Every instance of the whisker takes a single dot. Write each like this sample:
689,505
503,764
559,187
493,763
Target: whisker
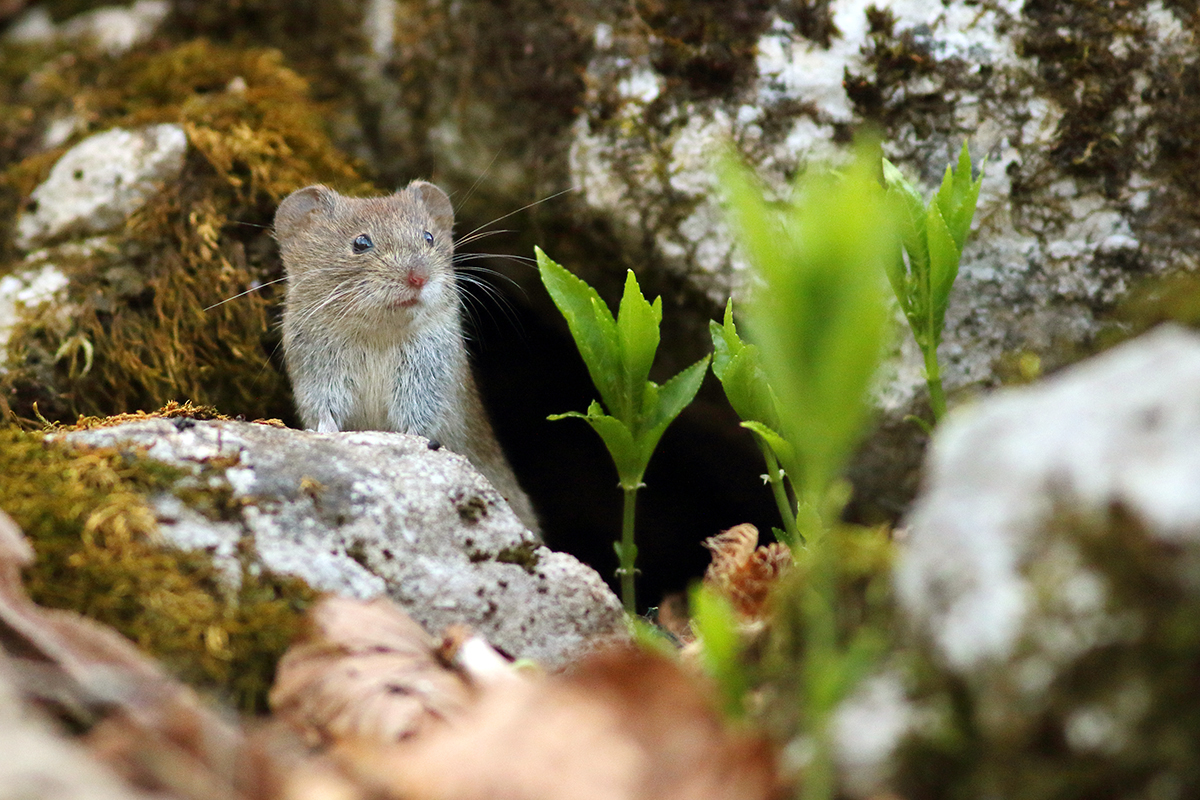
573,188
481,234
480,179
262,286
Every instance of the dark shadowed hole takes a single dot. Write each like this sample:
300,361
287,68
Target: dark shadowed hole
705,476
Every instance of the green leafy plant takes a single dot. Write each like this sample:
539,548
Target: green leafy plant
820,322
738,366
933,236
715,624
618,353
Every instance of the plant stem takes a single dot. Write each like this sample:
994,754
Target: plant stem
934,380
628,553
774,476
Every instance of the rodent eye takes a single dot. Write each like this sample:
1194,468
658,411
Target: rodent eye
361,244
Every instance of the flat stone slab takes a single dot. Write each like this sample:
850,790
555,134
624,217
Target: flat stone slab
375,513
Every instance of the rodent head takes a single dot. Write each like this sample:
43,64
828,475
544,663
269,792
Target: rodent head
364,262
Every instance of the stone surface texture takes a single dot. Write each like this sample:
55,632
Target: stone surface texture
372,513
97,184
1068,215
1084,114
1050,572
1122,429
114,29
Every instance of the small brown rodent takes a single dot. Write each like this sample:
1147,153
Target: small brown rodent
372,330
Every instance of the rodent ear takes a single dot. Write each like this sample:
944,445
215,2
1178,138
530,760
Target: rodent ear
437,203
298,208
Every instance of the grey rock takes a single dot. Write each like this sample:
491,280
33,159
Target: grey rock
1121,429
1053,576
96,185
371,513
114,29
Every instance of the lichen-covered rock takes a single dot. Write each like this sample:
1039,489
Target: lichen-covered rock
1119,431
114,29
371,513
97,184
1080,110
1051,571
183,154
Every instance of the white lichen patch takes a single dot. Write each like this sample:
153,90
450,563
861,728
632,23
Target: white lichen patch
24,292
96,185
113,29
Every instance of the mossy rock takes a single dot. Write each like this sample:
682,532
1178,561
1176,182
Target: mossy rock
99,553
148,323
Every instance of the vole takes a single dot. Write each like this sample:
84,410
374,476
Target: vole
372,328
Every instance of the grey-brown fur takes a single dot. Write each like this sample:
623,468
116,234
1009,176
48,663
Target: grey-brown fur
358,359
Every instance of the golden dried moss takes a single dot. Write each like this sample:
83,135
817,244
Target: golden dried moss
148,323
99,553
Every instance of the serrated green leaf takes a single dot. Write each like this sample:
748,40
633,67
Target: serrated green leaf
726,342
910,281
591,323
637,326
822,319
738,367
943,266
618,439
958,196
672,397
763,230
773,439
717,627
627,455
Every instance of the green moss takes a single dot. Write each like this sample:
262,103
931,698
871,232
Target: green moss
97,553
147,313
1159,299
709,47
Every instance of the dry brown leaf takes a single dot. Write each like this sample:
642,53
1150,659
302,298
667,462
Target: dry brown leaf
744,572
365,671
622,725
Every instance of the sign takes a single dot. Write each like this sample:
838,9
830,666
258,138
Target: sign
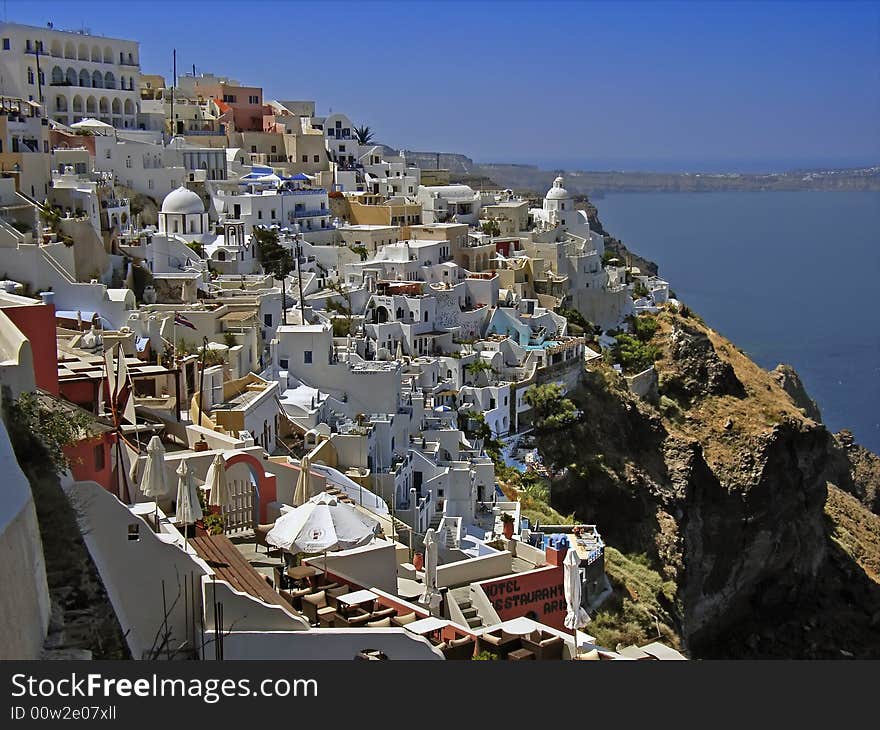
537,594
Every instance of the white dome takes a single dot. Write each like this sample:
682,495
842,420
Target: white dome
557,192
183,201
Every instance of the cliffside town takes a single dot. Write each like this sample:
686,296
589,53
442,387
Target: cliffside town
275,366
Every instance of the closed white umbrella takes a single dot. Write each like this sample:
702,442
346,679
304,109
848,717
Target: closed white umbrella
303,484
430,566
189,510
216,480
154,483
322,523
575,616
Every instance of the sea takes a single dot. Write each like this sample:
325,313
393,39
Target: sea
790,277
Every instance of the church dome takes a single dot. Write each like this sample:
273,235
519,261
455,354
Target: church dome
557,192
183,201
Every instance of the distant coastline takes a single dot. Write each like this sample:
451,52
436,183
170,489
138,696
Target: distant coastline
531,178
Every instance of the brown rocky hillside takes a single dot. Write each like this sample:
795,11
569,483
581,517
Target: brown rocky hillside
731,491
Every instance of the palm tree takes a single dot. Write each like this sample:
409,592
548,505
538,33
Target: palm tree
364,135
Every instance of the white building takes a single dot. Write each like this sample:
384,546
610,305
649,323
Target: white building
79,75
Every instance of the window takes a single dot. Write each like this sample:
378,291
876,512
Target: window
99,457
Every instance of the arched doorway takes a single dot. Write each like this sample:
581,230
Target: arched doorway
251,489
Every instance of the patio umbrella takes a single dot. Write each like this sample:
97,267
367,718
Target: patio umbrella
575,616
216,480
321,524
189,510
303,484
430,566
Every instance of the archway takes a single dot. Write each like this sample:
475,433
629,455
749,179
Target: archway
264,485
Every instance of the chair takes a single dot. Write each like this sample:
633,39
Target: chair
499,643
296,596
334,593
260,534
459,648
384,613
352,620
547,647
403,619
311,603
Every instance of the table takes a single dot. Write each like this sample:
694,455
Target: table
519,655
298,572
426,625
356,598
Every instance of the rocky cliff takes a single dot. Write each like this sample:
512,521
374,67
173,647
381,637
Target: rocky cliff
744,505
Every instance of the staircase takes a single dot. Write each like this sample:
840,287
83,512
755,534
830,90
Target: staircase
462,597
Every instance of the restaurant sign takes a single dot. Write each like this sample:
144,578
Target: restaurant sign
538,594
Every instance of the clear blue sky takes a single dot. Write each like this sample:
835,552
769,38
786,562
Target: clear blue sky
656,85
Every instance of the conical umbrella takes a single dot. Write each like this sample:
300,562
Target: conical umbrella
303,484
575,616
430,566
189,510
216,480
323,523
154,483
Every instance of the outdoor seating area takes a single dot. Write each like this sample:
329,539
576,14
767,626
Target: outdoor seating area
538,645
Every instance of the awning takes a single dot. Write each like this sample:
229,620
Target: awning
238,316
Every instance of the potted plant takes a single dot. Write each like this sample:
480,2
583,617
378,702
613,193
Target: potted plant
507,524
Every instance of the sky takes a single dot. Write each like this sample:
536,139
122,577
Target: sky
687,86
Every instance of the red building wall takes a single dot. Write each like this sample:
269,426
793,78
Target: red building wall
540,591
37,323
86,463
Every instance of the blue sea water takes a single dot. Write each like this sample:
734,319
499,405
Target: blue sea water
788,276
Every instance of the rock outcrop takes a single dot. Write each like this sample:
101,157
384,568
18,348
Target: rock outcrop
724,486
790,382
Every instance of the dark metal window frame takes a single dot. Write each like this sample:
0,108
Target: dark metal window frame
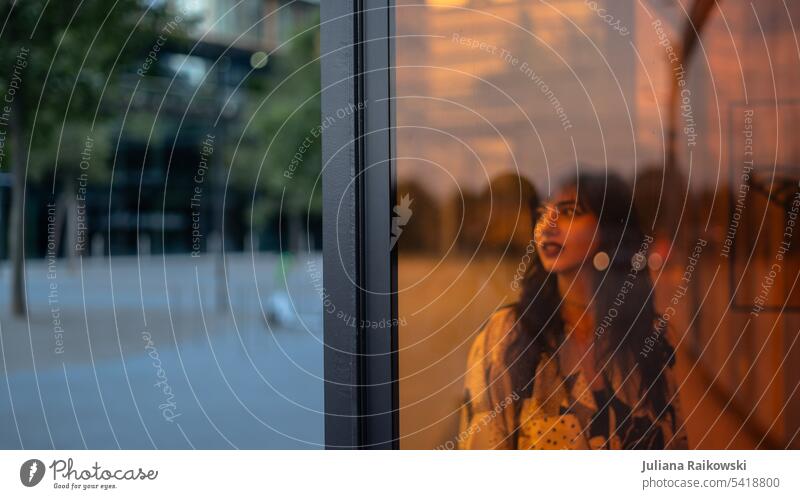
359,263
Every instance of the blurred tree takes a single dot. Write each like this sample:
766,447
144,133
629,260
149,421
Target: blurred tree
58,61
280,153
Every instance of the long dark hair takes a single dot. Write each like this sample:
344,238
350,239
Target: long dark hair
619,339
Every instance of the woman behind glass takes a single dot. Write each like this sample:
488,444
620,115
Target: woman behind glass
581,361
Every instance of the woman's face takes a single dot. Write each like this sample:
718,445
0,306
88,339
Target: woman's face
565,234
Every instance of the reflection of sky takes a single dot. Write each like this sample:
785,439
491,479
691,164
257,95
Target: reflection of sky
614,89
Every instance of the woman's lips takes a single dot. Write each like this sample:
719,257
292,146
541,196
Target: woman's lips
550,249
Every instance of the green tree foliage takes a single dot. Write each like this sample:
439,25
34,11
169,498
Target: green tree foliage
280,151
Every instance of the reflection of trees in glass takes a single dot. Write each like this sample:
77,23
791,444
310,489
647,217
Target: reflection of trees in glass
279,157
74,50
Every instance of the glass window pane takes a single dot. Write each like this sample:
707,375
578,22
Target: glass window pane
598,202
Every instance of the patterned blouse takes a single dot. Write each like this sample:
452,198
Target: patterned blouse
562,412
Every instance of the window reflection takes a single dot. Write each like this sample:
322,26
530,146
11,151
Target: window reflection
500,105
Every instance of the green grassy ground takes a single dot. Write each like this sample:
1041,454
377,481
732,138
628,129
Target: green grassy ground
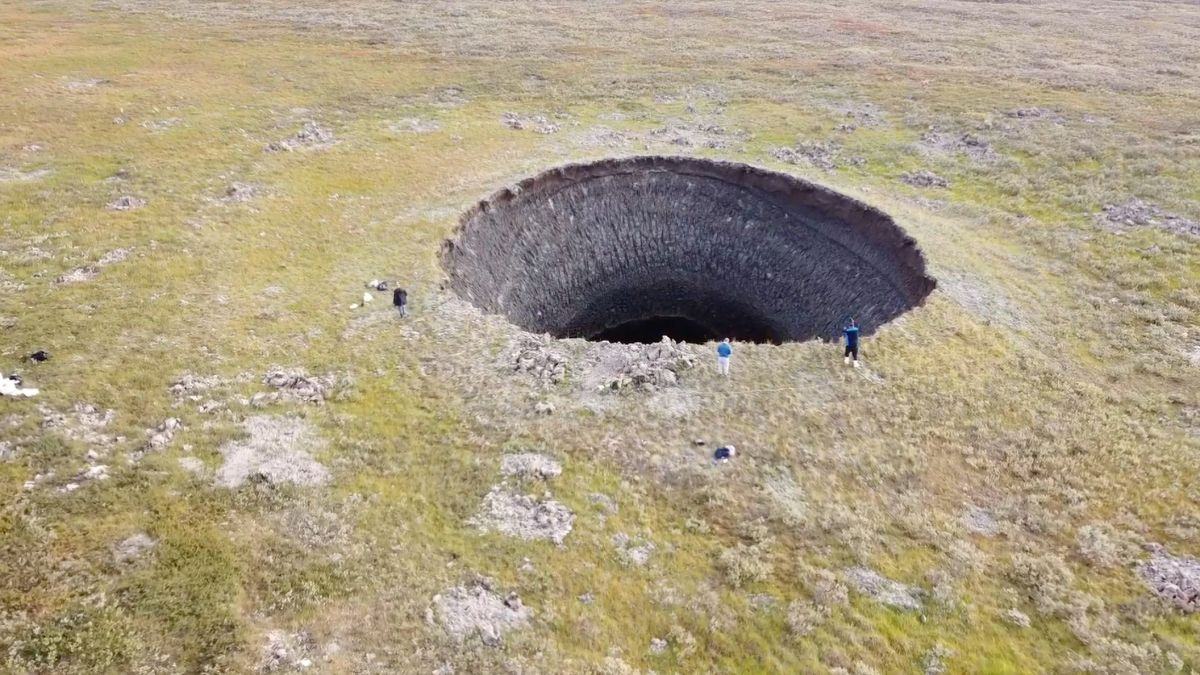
1051,380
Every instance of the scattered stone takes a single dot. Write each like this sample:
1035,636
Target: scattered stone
295,384
191,386
697,135
126,203
1137,213
534,123
12,387
1018,617
537,358
924,179
192,465
414,125
17,175
1176,579
240,192
162,435
605,137
531,465
1033,113
477,609
85,84
311,136
883,590
934,663
95,472
84,423
157,126
979,521
523,517
631,555
285,651
88,273
822,155
132,548
649,368
939,142
275,452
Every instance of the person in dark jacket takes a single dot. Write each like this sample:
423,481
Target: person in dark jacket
851,335
400,298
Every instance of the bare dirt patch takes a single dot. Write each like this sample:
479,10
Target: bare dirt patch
1138,214
276,451
311,137
17,175
1176,579
883,590
923,179
941,142
531,465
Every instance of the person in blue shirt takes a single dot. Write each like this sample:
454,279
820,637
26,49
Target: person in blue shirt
851,334
724,351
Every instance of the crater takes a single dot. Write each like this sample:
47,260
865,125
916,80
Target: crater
629,250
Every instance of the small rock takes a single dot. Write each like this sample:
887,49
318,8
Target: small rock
132,548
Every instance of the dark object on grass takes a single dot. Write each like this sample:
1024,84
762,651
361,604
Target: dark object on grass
400,298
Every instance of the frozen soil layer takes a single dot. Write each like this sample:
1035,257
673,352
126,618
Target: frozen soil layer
634,249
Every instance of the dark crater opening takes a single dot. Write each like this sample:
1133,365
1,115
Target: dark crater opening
634,249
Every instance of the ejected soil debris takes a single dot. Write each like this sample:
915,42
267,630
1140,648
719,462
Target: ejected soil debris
477,609
697,135
648,368
311,137
295,384
939,142
537,357
132,548
1137,213
883,590
923,179
126,203
414,125
17,175
531,465
88,273
820,154
275,452
541,124
523,517
1176,579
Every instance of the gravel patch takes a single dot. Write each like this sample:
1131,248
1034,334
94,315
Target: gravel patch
477,609
132,548
17,175
883,590
523,517
275,452
531,465
311,137
923,179
1138,214
1176,579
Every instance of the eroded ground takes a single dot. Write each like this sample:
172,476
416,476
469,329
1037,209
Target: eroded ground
228,469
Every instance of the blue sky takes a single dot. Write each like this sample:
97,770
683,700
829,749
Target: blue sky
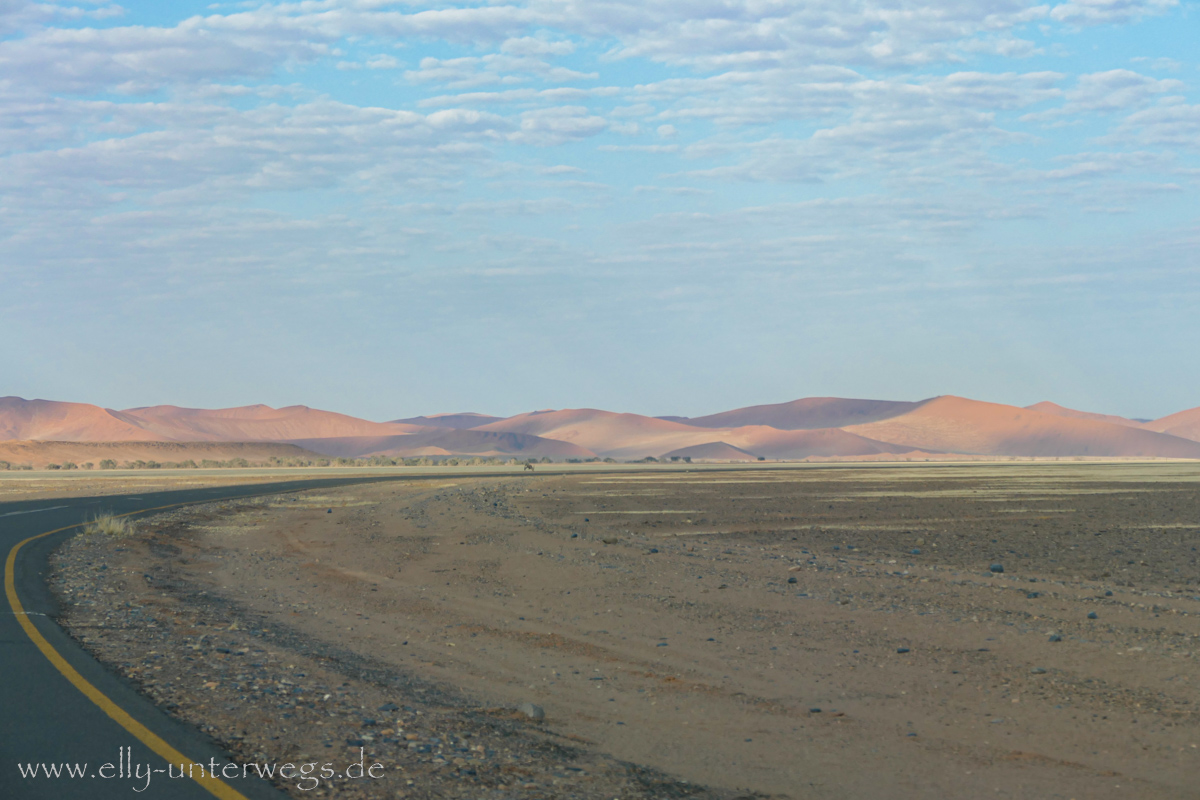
676,208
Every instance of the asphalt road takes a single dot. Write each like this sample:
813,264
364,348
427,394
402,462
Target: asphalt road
46,713
59,707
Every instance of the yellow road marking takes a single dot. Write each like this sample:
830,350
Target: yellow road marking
215,786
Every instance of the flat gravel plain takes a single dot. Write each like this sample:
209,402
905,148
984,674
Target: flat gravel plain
941,631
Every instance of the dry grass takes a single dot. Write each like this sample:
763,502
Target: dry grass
109,525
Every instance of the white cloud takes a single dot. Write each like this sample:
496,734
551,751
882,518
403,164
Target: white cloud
383,61
550,126
1098,12
1109,91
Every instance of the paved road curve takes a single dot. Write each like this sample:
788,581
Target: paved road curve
58,705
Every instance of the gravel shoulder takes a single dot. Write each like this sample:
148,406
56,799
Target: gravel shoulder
816,633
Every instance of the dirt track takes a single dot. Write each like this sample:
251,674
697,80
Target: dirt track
694,624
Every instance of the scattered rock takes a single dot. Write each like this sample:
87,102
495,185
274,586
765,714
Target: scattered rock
533,711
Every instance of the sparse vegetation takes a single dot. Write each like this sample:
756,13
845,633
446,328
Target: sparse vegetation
109,525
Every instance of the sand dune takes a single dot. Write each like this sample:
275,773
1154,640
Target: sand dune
256,423
462,420
605,433
445,441
712,451
771,443
959,425
49,420
1047,407
40,453
1185,425
21,419
798,429
808,413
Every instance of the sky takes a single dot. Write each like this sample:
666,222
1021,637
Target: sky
390,209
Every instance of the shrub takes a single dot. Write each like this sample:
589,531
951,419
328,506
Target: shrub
109,525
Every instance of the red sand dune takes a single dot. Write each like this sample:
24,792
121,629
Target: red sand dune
959,425
21,419
40,453
1047,407
605,433
809,413
771,443
1183,423
712,451
49,420
943,425
256,423
444,441
462,420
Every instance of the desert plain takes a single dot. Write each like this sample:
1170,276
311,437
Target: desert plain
1006,630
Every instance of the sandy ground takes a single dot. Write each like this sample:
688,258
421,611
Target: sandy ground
795,633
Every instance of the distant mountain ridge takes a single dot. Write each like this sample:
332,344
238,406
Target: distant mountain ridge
814,427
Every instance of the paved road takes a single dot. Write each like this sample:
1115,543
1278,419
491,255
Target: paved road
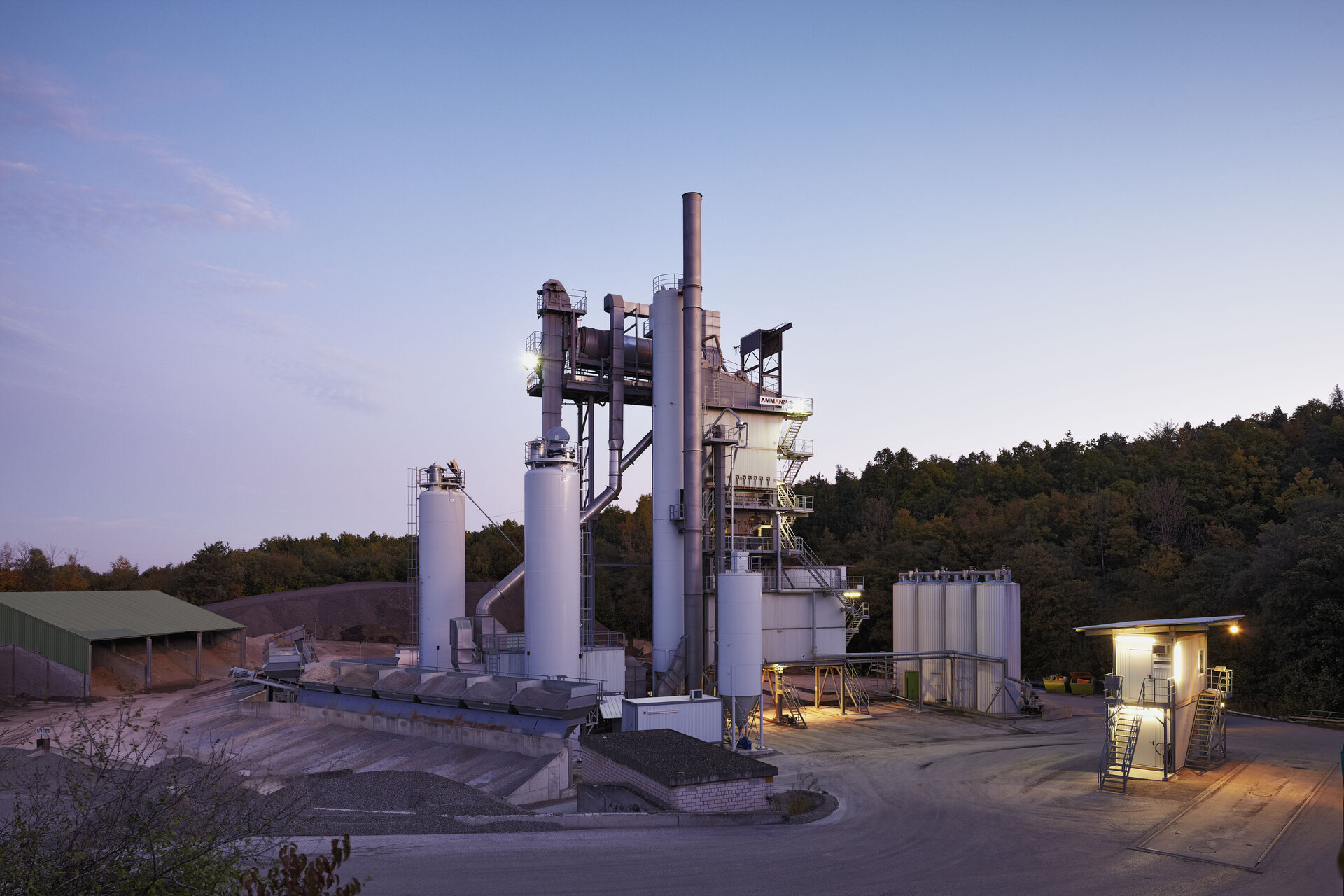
930,804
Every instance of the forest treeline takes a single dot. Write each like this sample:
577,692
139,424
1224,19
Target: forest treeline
1245,516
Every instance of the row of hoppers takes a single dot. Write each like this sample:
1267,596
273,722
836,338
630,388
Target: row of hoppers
454,690
974,612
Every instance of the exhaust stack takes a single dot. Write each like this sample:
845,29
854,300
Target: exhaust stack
692,449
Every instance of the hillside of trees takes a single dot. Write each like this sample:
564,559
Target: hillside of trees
1245,516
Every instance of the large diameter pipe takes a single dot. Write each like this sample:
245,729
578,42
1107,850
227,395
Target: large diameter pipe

□ □ □

Required action: When a line of the records holds the word "diameter", copy that line.

Result of this exercise:
Every instance of the large diameter pipe takes a single dot. Write each like this sample:
Target: large diameter pipe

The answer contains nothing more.